Problem details: The data below must be returned in full and exactly.

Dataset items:
*** Begin section ***

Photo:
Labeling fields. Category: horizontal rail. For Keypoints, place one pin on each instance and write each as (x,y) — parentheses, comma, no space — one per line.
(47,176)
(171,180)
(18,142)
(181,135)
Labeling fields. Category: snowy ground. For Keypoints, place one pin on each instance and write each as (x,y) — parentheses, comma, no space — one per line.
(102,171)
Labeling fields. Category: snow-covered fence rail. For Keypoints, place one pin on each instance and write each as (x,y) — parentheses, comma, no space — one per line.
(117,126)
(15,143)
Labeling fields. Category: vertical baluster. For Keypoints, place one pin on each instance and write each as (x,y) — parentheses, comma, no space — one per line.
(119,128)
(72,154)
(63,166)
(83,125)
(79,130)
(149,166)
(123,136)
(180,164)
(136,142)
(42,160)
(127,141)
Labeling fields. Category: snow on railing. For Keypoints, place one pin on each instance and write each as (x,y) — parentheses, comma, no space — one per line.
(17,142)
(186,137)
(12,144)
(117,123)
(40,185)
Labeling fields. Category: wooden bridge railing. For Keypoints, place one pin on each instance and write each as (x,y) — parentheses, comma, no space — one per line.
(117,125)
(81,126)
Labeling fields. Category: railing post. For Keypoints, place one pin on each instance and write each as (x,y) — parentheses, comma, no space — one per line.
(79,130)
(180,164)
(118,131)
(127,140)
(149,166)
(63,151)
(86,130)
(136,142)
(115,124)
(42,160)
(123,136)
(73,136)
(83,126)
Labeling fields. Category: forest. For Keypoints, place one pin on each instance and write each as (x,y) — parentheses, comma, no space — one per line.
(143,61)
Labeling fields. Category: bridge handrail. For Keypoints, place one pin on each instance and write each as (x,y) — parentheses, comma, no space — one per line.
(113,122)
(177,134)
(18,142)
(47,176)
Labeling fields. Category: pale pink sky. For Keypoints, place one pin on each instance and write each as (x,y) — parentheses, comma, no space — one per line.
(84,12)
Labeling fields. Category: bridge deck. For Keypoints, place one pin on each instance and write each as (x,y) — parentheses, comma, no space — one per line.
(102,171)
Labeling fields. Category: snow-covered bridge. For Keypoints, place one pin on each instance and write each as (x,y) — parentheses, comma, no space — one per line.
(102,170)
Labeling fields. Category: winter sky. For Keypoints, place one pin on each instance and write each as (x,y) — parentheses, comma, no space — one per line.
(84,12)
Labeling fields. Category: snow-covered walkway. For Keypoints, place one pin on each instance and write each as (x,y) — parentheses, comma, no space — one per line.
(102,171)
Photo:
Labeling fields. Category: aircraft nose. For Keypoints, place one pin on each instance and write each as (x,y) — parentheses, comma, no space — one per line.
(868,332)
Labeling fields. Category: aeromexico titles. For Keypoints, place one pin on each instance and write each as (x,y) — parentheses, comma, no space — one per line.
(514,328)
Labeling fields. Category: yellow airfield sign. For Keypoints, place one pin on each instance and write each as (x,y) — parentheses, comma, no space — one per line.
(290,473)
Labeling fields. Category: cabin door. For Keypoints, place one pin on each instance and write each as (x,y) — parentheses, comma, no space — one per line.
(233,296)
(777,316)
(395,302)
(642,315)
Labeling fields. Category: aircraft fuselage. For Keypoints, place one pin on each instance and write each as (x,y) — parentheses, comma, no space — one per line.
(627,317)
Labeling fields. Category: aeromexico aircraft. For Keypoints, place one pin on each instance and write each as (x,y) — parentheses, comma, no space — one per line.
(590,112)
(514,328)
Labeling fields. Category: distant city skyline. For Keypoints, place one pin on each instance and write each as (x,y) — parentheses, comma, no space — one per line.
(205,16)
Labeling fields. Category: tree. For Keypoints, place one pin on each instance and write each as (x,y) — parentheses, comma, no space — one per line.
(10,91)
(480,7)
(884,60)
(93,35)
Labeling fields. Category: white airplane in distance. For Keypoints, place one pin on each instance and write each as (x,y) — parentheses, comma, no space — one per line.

*** End section ***

Exercise result:
Photo:
Labeling fields. Category: horizontal rail. For Keypoints, place one pin on each instance and write each as (x,y) — parentheses, comma, no space — one per line.
(47,176)
(171,180)
(18,142)
(181,135)
Labeling fields. Category: snowy ground. For Keypoints, place one pin on each instance and write each as (x,y) — parentheses, comma, no space — one per line.
(102,171)
Labeling fields. Category: snow-covered fence rail. For Keypoints, place one pin on each instance and write each as (x,y) — parentheses, comma, no space — one per line.
(117,126)
(15,143)
Labeling fields. Category: vertical baluster. For Keypoints, place one pin on each instance and write each as (x,y) — parentheses, comma, no space — one per line.
(119,128)
(72,154)
(63,166)
(83,125)
(79,130)
(149,166)
(123,136)
(180,164)
(136,142)
(42,160)
(127,141)
Labeling fields. Category: snow on railing. For Keypoints, place one pin on each instance and write each as (x,y) — parentheses, comma, no space — one per line.
(17,142)
(186,137)
(12,144)
(117,123)
(40,185)
Labeling fields. Category: wooden bridge railing. For Keypoints, place one pin on each instance and write each as (x,y) — parentheses, comma, no space — one per line.
(117,125)
(81,126)
Labeling fields. Category: railing post. For Keypoints, place one pin on each instance and write each as (x,y) — parentheses, comma, no space — one per line.
(79,130)
(180,164)
(118,131)
(127,140)
(149,166)
(63,151)
(86,130)
(136,142)
(115,124)
(42,160)
(123,136)
(73,136)
(83,126)
Labeling fields. Category: forest. For Keypoints, place one pin on each instance and write each as (x,y) — parentheses, comma, no space — one per line.
(143,61)
Labeling fields. Category: bridge handrail. For Keypoints, place one pin on each instance and write each as (x,y) — parentheses, comma, no space — one per line.
(113,122)
(177,134)
(18,142)
(47,176)
Labeling fields. Category: pale pink sky. For Keypoints, place one pin on each instance and write each as (x,y) — parentheses, comma, no space — one per line.
(84,12)
Labeling fields. Category: bridge deck. For Keypoints, place one pin on each instance and write each as (x,y) — parentheses, comma, no space — one per line.
(102,171)
Labeling fields. Category: snow-covered bridge. For Keypoints, place one pin on each instance and write each as (x,y) — parentheses, comma, no space — one per line.
(102,170)
Labeling fields. Category: winter sky. For Keypoints, place one pin on each instance and write each as (x,y) — parentheses, comma, no space — one per line.
(84,12)
Labeling fields. Category: snow-covered walkway. For Keypoints, place one pin on each instance and write each as (x,y) — parentheses, comma, no space — one per line.
(102,171)
Photo:
Labeling fields. Category: aircraft nose. For Keypoints, place one pin on each instance and write each as (x,y) — parentheses, comma, no space — one per line.
(868,332)
Labeling fields. Category: aeromexico titles. For Keypoints, place one pin on each instance and write each as (x,y) — parentheses, comma, no space — one per line.
(514,328)
Labeling fields. Category: yellow airfield sign. For Keypoints, place one pin on each instance and write each as (x,y) — parentheses, comma, no space — one per line.
(290,473)
Labeling fields. Category: cabin door. For Keypoints, place one pin on each instance and write each as (x,y) — parentheses, comma, no space — one per line.
(233,296)
(777,316)
(395,302)
(642,315)
Labeling fields. Category: aircraft fuselage. For Keypoints, place one pin on each instance and write each as (x,y) — parentheses, comma, no space — one per line.
(627,317)
Labeling fields. Category: aeromexico aircraft. For Keypoints, place one pin on each instance and write each as (x,y) — parentheses, comma, no space — one per line.
(590,112)
(514,328)
Labeling fields. Category: distant city skyline. For Keypoints, place one pin on each instance and write each as (x,y) — parentheses, comma, no space — one per line.
(205,16)
Labeling fields. Category: tree. For Keypoints, place one pin on each instance and write each as (x,y) — parentheses, comma, no space — one per line.
(10,91)
(480,7)
(884,60)
(93,35)
Labeling fields. Category: white airplane in distance. For Keypoints, place one pin on each instance and write each as (x,y) — parentheses, comma, no space — one per line.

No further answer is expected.